Transcribe the records below exactly as they appear, omitting any pictures.

____________

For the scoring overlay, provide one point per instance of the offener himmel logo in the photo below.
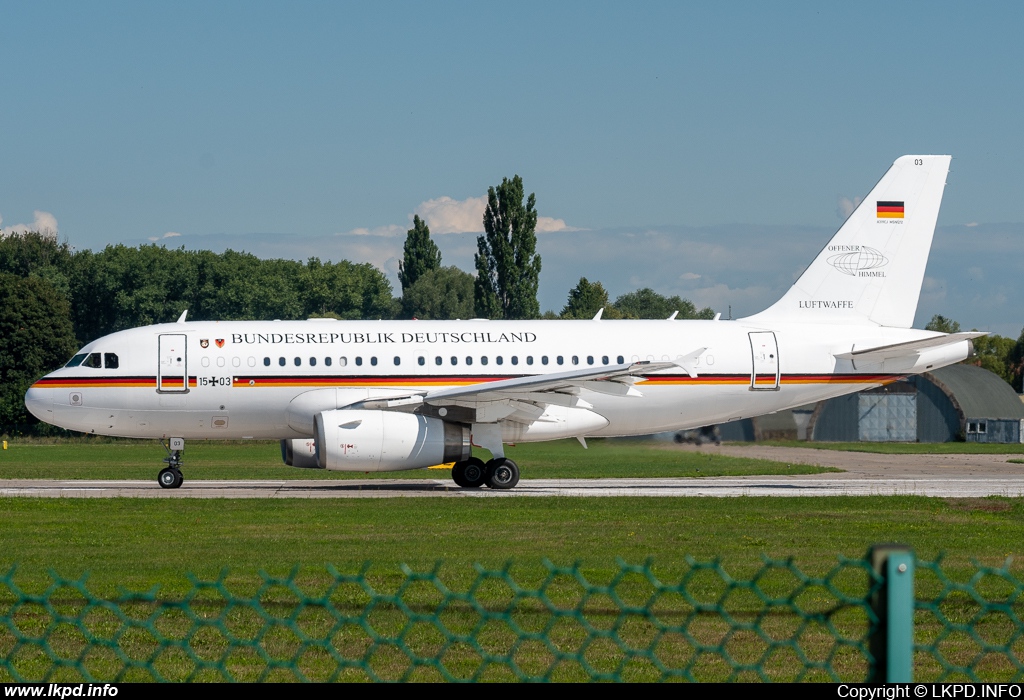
(862, 259)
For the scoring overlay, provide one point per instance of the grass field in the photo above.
(249, 460)
(901, 447)
(137, 543)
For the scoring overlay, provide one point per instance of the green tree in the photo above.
(36, 337)
(1015, 364)
(441, 294)
(37, 255)
(508, 267)
(647, 303)
(993, 353)
(421, 255)
(942, 324)
(586, 299)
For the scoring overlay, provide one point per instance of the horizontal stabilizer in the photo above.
(885, 352)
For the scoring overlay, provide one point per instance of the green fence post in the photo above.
(892, 642)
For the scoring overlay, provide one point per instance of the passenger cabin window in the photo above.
(76, 360)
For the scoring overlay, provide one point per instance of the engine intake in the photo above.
(386, 441)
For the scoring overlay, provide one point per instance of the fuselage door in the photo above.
(172, 372)
(764, 374)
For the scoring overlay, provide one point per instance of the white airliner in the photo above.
(376, 396)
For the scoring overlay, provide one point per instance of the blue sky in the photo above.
(293, 129)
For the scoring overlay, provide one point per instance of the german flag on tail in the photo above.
(890, 210)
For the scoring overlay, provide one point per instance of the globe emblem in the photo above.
(864, 259)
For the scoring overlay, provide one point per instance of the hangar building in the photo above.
(958, 402)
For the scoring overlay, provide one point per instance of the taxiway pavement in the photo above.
(863, 474)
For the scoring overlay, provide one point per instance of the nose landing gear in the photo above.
(500, 473)
(170, 476)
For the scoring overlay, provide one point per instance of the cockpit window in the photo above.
(76, 360)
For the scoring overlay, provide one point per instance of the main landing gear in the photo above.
(500, 473)
(170, 476)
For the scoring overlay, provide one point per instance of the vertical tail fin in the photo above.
(870, 272)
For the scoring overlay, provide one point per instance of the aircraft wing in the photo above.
(878, 354)
(524, 398)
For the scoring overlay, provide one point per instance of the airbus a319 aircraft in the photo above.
(380, 396)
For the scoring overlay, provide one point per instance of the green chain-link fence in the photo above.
(776, 623)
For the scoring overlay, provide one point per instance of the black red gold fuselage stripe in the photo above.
(299, 381)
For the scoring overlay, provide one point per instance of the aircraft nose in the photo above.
(40, 403)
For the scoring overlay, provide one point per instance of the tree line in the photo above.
(1003, 356)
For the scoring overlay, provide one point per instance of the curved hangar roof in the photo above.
(978, 392)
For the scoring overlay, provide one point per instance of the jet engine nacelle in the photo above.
(301, 453)
(386, 441)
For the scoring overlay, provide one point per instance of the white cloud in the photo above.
(168, 234)
(846, 207)
(445, 215)
(43, 222)
(377, 230)
(545, 224)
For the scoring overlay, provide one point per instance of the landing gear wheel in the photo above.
(470, 473)
(170, 478)
(502, 474)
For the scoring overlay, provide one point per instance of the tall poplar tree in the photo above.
(508, 267)
(421, 254)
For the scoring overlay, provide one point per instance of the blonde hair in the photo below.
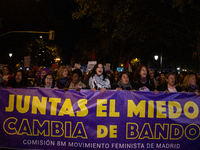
(60, 72)
(186, 81)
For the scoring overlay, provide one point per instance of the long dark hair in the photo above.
(94, 71)
(137, 75)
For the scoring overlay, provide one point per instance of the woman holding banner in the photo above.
(48, 81)
(189, 84)
(123, 82)
(142, 81)
(62, 80)
(170, 86)
(98, 79)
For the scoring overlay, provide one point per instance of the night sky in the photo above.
(39, 15)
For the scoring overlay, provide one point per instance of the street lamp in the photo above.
(10, 54)
(156, 57)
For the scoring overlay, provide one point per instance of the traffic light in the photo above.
(51, 34)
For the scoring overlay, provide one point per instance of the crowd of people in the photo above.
(142, 79)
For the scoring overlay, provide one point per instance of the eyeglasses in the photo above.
(49, 79)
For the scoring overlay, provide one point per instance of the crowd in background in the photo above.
(142, 79)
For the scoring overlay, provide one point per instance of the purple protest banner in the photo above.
(55, 119)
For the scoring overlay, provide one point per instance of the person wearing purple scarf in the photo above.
(41, 74)
(189, 84)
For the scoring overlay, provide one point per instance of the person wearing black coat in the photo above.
(170, 86)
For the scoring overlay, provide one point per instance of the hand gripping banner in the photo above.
(55, 119)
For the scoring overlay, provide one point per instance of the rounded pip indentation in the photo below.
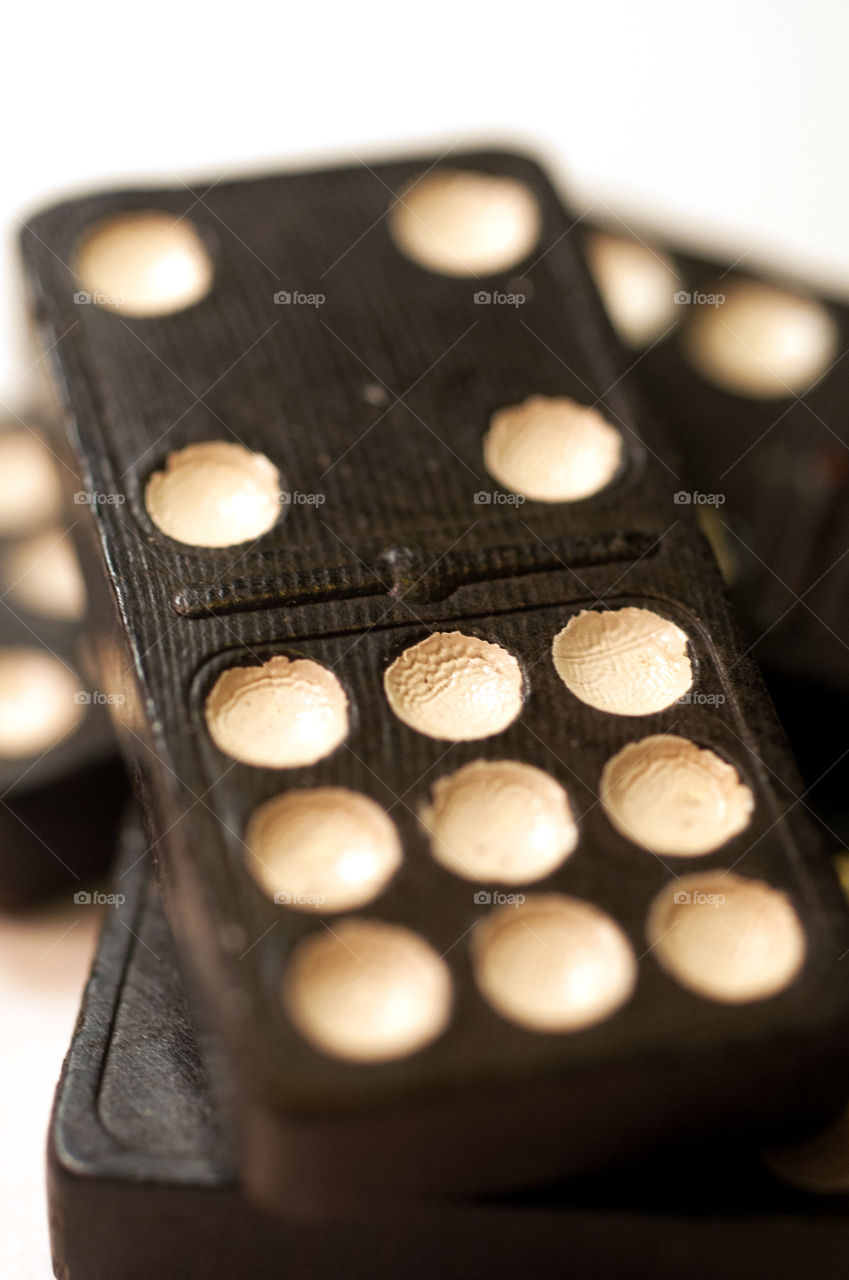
(322, 849)
(671, 796)
(286, 713)
(214, 494)
(465, 223)
(553, 963)
(761, 342)
(455, 686)
(725, 937)
(142, 264)
(40, 702)
(628, 662)
(368, 992)
(500, 821)
(552, 449)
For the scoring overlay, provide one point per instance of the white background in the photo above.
(722, 124)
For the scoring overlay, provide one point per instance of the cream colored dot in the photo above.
(638, 286)
(761, 342)
(818, 1164)
(672, 796)
(39, 702)
(553, 963)
(282, 714)
(726, 937)
(500, 821)
(465, 223)
(368, 991)
(30, 489)
(214, 494)
(144, 264)
(44, 575)
(630, 662)
(455, 688)
(552, 449)
(322, 849)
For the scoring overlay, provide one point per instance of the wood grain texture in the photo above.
(400, 548)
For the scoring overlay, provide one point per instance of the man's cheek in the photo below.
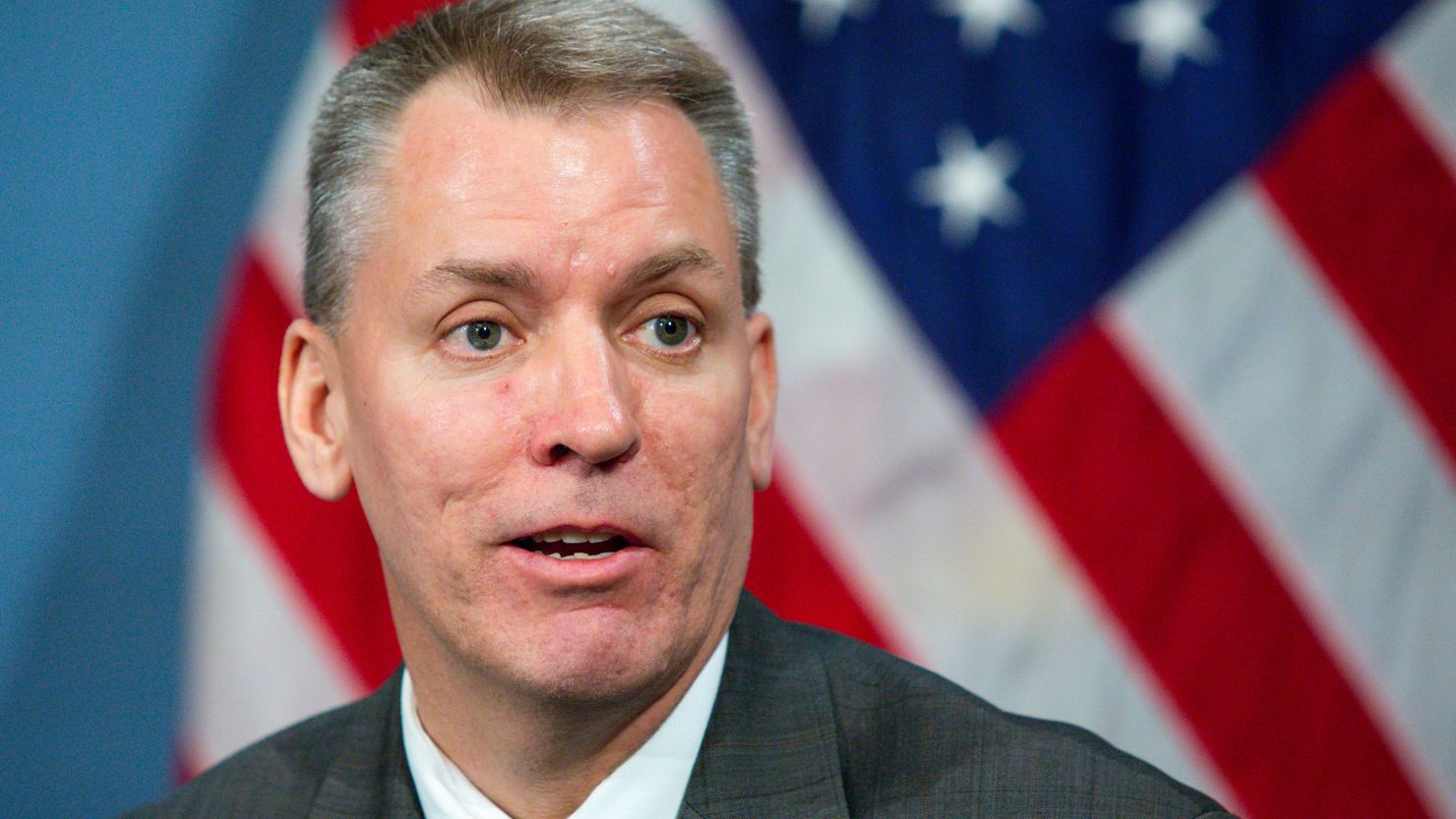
(694, 433)
(455, 439)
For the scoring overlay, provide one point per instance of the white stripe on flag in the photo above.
(248, 622)
(1420, 66)
(894, 467)
(282, 203)
(1259, 363)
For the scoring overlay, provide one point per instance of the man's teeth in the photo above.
(573, 537)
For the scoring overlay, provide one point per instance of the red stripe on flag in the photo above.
(327, 546)
(370, 19)
(1376, 208)
(1195, 594)
(792, 575)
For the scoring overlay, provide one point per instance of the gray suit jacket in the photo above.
(807, 725)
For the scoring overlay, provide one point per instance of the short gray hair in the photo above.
(555, 55)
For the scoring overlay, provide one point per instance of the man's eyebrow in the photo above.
(500, 275)
(658, 265)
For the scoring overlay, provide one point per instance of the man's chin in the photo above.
(594, 659)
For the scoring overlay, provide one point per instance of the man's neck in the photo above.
(537, 758)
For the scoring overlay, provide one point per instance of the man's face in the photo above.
(546, 343)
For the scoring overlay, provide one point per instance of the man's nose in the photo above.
(591, 406)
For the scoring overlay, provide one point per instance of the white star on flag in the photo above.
(1165, 30)
(819, 18)
(970, 185)
(982, 21)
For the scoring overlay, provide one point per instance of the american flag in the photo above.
(1119, 382)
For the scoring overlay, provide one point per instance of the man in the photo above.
(531, 346)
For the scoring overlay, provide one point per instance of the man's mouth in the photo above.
(573, 545)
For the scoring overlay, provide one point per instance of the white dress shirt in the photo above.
(648, 785)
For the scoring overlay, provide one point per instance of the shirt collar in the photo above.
(648, 785)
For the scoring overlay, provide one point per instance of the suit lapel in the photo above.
(770, 745)
(369, 777)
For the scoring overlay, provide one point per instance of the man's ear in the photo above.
(313, 419)
(763, 396)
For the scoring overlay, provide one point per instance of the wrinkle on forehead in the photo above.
(565, 153)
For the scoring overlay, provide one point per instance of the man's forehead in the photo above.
(452, 118)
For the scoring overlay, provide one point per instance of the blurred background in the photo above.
(1119, 358)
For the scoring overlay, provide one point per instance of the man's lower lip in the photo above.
(588, 569)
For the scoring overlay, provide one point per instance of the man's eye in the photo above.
(669, 330)
(481, 336)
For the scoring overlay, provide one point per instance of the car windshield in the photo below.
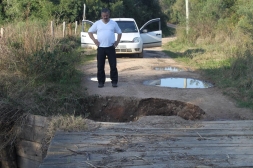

____________

» THE SOLUTION:
For the scoring overlay, provide one point per instance of the offener himmel logo in the photo below.
(862, 259)
For the scoring overlay, provide one point per instance of the grass field in the photo above.
(249, 460)
(901, 447)
(137, 543)
For the scoring overlay, provide one point per instance of the green tree in the photo above.
(36, 337)
(1015, 364)
(441, 294)
(37, 255)
(508, 267)
(647, 303)
(993, 353)
(421, 255)
(942, 324)
(586, 299)
For the scoring overlay, provide one point per instance of the horizontal stabilizer in the photo above.
(885, 352)
For the scoring overlay, provide one point per instance of the green fence post in the photo above.
(892, 642)
For the scoring overlay, provide one point per instance of the passenger cabin window in the photo above.
(76, 360)
For the scoring overlay, provide one point per instance of the engine intake in the photo above.
(386, 441)
For the scoring overlay, provide one point per instance of the fuselage door in the photo above.
(172, 372)
(764, 374)
For the scoring overlay, provide one point per instance of the white airliner in the photo above.
(376, 396)
For the scoring overlay, provide one point per instance of the blue sky in the photo above.
(293, 129)
For the scoring overlay, provide one point per instance of the german flag on tail in the photo above.
(890, 210)
For the scoring overlay, provide one point per instance of the globe emblem in the photo above.
(864, 259)
For the scoring overlay, provide one point per instance of the hangar building in the photo above.
(958, 402)
For the scoring overlay, provide one point per instance of the taxiway pavement in the photo above.
(863, 474)
For the scoring overlay, provide one point per instance of the nose landing gear in the photo above.
(500, 473)
(170, 476)
For the scoring overlay, provide one point per instance of the cockpit window in the photo above.
(76, 360)
For the scoring overlay, provide one point per instance of the main landing gear in the photo above.
(500, 473)
(170, 476)
For the scoring overlay, provide one point per instance of the vertical tail fin in the photo above.
(870, 272)
For the scoring overlay, provide one point per instance of the aircraft wing in the photo above.
(878, 354)
(524, 398)
For the scoring overlay, provide one point per instance of the airbus a319 aircraft in the photo above.
(380, 396)
For the scoring overlay, provide one point per instance of the green chain-link fence in the photo above.
(776, 623)
For the scoring overlay, provide one point per instance of the black red gold fuselage stripe in the photo above.
(299, 381)
For the scoring overlay, provide one point per instance of the aircraft nose in the photo above.
(40, 403)
For the scoring overlay, provide one point per instance of the tree line in the photo above.
(1003, 356)
For the scoring overlay, provide one point per instance of the curved hangar roof in the photo above.
(978, 392)
For the scoring overlay, provide one point per instance of the jet engine nacelle in the photo above.
(301, 453)
(386, 441)
For the scoring overlay, provide one point per instance of the white cloud in the photo above.
(168, 234)
(846, 207)
(445, 215)
(43, 222)
(377, 230)
(545, 224)
For the scoring overlay, provide one point per instance of the landing gear wheel in the photo above.
(470, 473)
(170, 478)
(502, 474)
For the scoring overlay, provide one point per instance of the tall poplar tree in the photo above.
(508, 267)
(421, 254)
For the scoring overlay, provide one point per instance of the blonde hair in the photo below.
(60, 72)
(186, 81)
For the scoring overlay, provide one point per instance of the long dark hair in the photo above.
(94, 71)
(137, 75)
For the scoring overlay, provide one point per instance of the woman holding banner in the photo above.
(48, 81)
(189, 84)
(123, 82)
(142, 81)
(62, 80)
(170, 86)
(98, 79)
For the scoring overlay, provide one point per instance of the night sky in the photo above.
(39, 15)
For the scoring overlay, provide one point per instance of the street lamp in the photo above.
(10, 54)
(156, 57)
For the scoring overlay, provide one point per instance of the traffic light in the photo above.
(51, 34)
For the scoring overlay, provide one point per instance of the crowd of people in the photo above.
(142, 79)
For the scoring overlay, provide one point per instance of the eyeglasses in the photo above.
(49, 79)
For the scoring overlay, provide one point per instance of the crowd in background in the photo above.
(142, 79)
For the scoring overlay, provide one point per instance of the purple protest banner in the photo above.
(55, 119)
For the scoring overlay, provide one point per instance of the person wearing purple scarf in the photo above.
(41, 74)
(189, 84)
For the scoring overlay, provide one point per instance of the person wearing black coat in the photo above.
(170, 86)
For the scoring overlay, provide one point per instance of the hand gripping banner in the photo above.
(55, 119)
For the scoring overlay, provide one point per instance of the rounded pip indentation in the photo below.
(322, 849)
(671, 796)
(286, 713)
(214, 494)
(465, 223)
(553, 963)
(761, 342)
(455, 686)
(725, 937)
(142, 264)
(40, 702)
(628, 662)
(368, 992)
(500, 821)
(552, 449)
For the scoring overlay, provide one point per instance of the white background in the photo above.
(722, 124)
For the scoring overlay, provide one point per instance of the cream colored dot in the photo above.
(638, 286)
(761, 342)
(818, 1164)
(672, 796)
(39, 702)
(553, 963)
(282, 714)
(726, 937)
(500, 821)
(465, 223)
(368, 991)
(30, 489)
(214, 494)
(144, 264)
(44, 575)
(630, 662)
(455, 688)
(552, 449)
(322, 849)
For the scoring overlay, provide one point per instance of the wood grain texture in the photo above.
(400, 548)
For the scoring overlay, provide one point per instance of the man's cheek in the photo below.
(694, 433)
(455, 439)
For the scoring overlay, provide one point per instance of the white stripe on flag in the photo above.
(248, 622)
(1420, 66)
(894, 467)
(282, 203)
(1259, 363)
For the scoring overlay, provide one point per instance of the man's teeth in the photo above.
(573, 537)
For the scoring overlay, provide one point per instance of the red stripe on flag in the photo above.
(327, 546)
(370, 19)
(1376, 208)
(1195, 594)
(792, 575)
For the scoring overlay, provide one point per instance of the gray suit jacket in the photo above.
(807, 725)
For the scoring overlay, provide one point per instance of the short gray hair in the photo above.
(555, 55)
For the scoring overlay, provide one point per instance of the man's eyebrow in the photo above.
(500, 275)
(658, 265)
For the scoring overlay, provide one point per instance of the man's chin in the photo above.
(594, 659)
For the scoring overlay, provide one point per instance of the man's neck in the photo above.
(537, 758)
For the scoring overlay, provide one point per instance of the man's face in the photo above.
(546, 343)
For the scoring overlay, provide one point per instance of the man's nose in the photo above.
(591, 406)
For the scoring overlay, provide one point per instance of the white star on flag in the photo above.
(1165, 30)
(819, 18)
(970, 185)
(982, 21)
For the scoring overlay, provide one point per instance of the american flag in the photo above.
(1119, 382)
For the scoring overlay, provide one point per instance of the man in the photo above.
(531, 346)
For the scoring overlay, provide one point per instance of the man's mouth in the photo above.
(573, 545)
For the scoring overlay, provide one point per instance of the white dress shirt in the photo above.
(648, 785)
For the scoring overlay, provide one point per instance of the shirt collar in the photo above.
(648, 785)
For the scoring overlay, provide one point per instance of the suit lapel in the photo above.
(770, 745)
(369, 777)
For the scoring overlay, provide one point per instance of the man's ear in the photo above.
(313, 419)
(763, 396)
For the scoring overlay, provide one point per instance of the wrinkle on forehead in the photo above.
(565, 153)
For the scoring overlay, provide one point per instance of the man's forehead in the photo above.
(452, 118)
For the scoring overlay, provide one point per instance of the blurred background in the photo above.
(1119, 358)
For the scoring overlay, provide one point per instance of the man's lower lip in the photo above.
(588, 569)
For the scoring overlay, provide one point per instance of the man's eye in the photo above.
(669, 330)
(481, 336)
For the scoring overlay, provide one point per instance of the car windshield in the photo below.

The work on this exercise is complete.